» Directives:
(1) Summarize the Williams v. Sapp court opinion excerpt in two sentences.
(2) Answer these questions using the Williams v. Sapp court opinion excerpt:
(a) On what date was the opinion filed?
(b) Who appeared for the plaintiff?
(c) According to the plaintiff's evidence, for how long had the road across defendants' land been openly and continuously used?
(3) Proceed with the Williams v. Sapp court opinion excerpt from the point where it stops.

» Document extract:

○ ○ ○ ○ ○

North Carolina Court of Appeals
Oct 1, 1986
83 N.C. App. 116 (N.C. Ct. App. 1986)

Summary

In Williams v. Sapp, 83 N.C. App. 116, 349 S.E.2d 304 (1986), this Court held that it was reversible error to permit an attorney appearing as an expert witness to testify that an easement by implication existed under the circumstances of that case.

Summary of this case from CAPE FEAR PUBLIC UTILITY v. COSTA

Opinion

No. 8630DC354

Filed 21 October 1986

1. Rules of Civil Procedure 15.2 — amendment of complaint proper The trial court did not abuse its discretion in allowing plaintiff's motion to amend her complaint to allege that she was entitled to an easement by implication. N.C.G.S. 1A-1, Rule 15 (b).

2. Evidence 47 — lawyer's expert opinion — admission error The trial court erred in allowing an expert witness, an attorney, to give his opinion that, as a matter of law, plaintiff was entitled to an easement by implication. N.C.G.S. 8C-1, Rule 704.

3. Easements 6.1 — easement by prescription — directed verdict for defendants improper The trial court erred in granting defendants' motion for directed verdict on the issue of easement by prescription where plaintiffs evidence tended to show that the road across defendants' land was the only means of access to plaintiffs land and had been openly and continuously used by plaintiff, her predecessors in title, and the public for a period of over twenty years; no permission to use the road was asked or given; plaintiffs predecessor in title and plaintiffs son-in-law did some repair work on the road; plaintiff considered her use of the road a right, not a privilege, although there was no evidence that she thought she owned the road; and there was sufficient evidence for a jury to find that there was substantial identity of the easement claimed for a twenty-year period.

APPEAL by defendants from Snow, Judge. Judgment entered 14 November 1985 in District Court, JACKSON County. Heard in the Court of Appeals 17 September 1986.

Coward, Cabler, Sossomon Hicks, P.A., by J. K. Coward, Jr., for plaintiff, appellee, cross-appellant.

○ ○ ○ ○ ○

» Data extract:
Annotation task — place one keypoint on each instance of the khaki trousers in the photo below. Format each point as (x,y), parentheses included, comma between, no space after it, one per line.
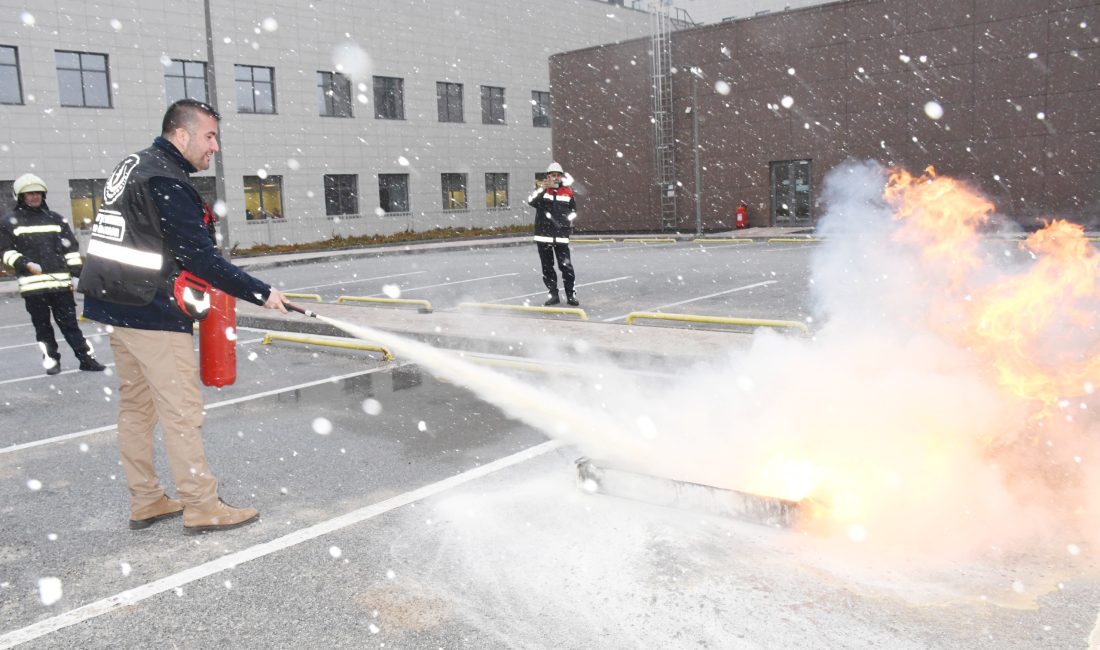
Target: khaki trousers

○ ○ ○ ○ ○

» Responses to the exercise:
(1) This North Carolina Court of Appeals case, Williams v. Sapp, is an appeal by defendants from a judgment entered 14 November 1985 in Jackson County District Court. The court found no abuse of discretion in letting the plaintiff amend her complaint to allege an easement by implication, but it held that the trial court erred in allowing an attorney to give his expert opinion that she was entitled to that easement and in granting defendants a directed verdict on easement by prescription.

(2)
(a) 21 October 1986
(b) Coward, Cabler, Sossomon Hicks, P.A., by J. K. Coward, Jr.
(c) For a period of over twenty years

(3)
W. Paul Holt, Jr., for defendants, appellants, cross-appellees.


This is a civil action wherein plaintiff filed a complaint seeking a decree pursuant to G.S. 41-10, quieting plaintiff's title to a certain tract of land and determining that plaintiff has an unrestricted easement in fee appurtenant from State Road 1749 to plaintiff's tract. Evidence was presented at trial tending to show the following: Plaintiff and defendants Sapp own adjoining tracts of land which formerly were owned by T.J. Powell. Defendants' tract lies between plaintiff's tract and State Road 1749, which connects to North Carolina Highway 281. The only means of access from plaintiff's tract to State Road 1749 is a road which crosses defendants' tract. At the end of plaintiff's evidence, the trial court granted defendants' motion for directed verdict on the issues of lappages and easement by prescription. At the close of all of the evidence, the trial court allowed plaintiff's motion to amend her complaint to conform to the evidence, to add to the prayer for relief that plaintiff seeks a declaration that she is the owner in fee of an easement by implication over the lands of defendants.

The jury found that plaintiff is the owner of an easement by implication over the land of defendants and described the width and location of the easement in the verdict. From a judgment entered on the verdict, defendants appealed.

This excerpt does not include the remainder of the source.